Consignes:
1. Dans le texte sur le transport de marchandises dangereuses, de quelle manière faut-il interpréter le pouvoir d'appréciation des États membres prévu à l'article 1er, paragraphe 5, de la directive 2008/68 ?
2. Affichez toutes les lignes des entrées où figure la chaîne « photo », en respectant la casse.

Texte à lire:
───

Le pouvoir d’appréciation dont disposent les États membres pour réglementer ou interdire le transport de marchandises dangereuses en vertu de l’article 1er, paragraphe 5, de la directive 2008/68 constitue une exception à la règle générale prévue à l’article 3, paragraphes 1 et 2, de cette directive, qui prévoit que les marchandises dangereuses ne sont pas transportées si les annexes pertinentes de ladite directive l’interdisent et que leur transport est autorisé sous réserve du respect des conditions prévues à ces annexes. En tant qu’exception à la règle générale, le pouvoir d’appréciation dont disposent les États membres en vertu de l’article 1er, paragraphe 5, de la directive 2008/68 doit être interprété de manière restrictive. Cette conclusion est clairement confirmée par la formulation de l’article 1er, paragraphe 5, de cette directive, qui exige que, pour être autorisés en vertu de cette disposition, les règlements ou les interdictions aient été mis en place uniquement pour des raisons autres que la sécurité du transport. En vertu du libellé clair de l’article 1er, paragraphe 5, de ladite directive, des réglementations ou interdictions mises en place en partie pour des raisons de sécurité du transport ne sauraient relever de l’exception prévue par cette disposition.

───

Entrées à traiter:

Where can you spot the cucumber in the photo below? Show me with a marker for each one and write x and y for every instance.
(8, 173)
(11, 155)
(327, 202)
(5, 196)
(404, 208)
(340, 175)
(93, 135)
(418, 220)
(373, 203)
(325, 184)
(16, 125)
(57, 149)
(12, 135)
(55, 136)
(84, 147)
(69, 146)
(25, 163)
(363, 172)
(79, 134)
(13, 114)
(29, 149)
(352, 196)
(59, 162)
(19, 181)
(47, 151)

───

Résultats obtenus:
1. De manière restrictive.

2.
Where can you spot the cucumber in the photo below? Show me with a marker for each one and write x and y for every instance.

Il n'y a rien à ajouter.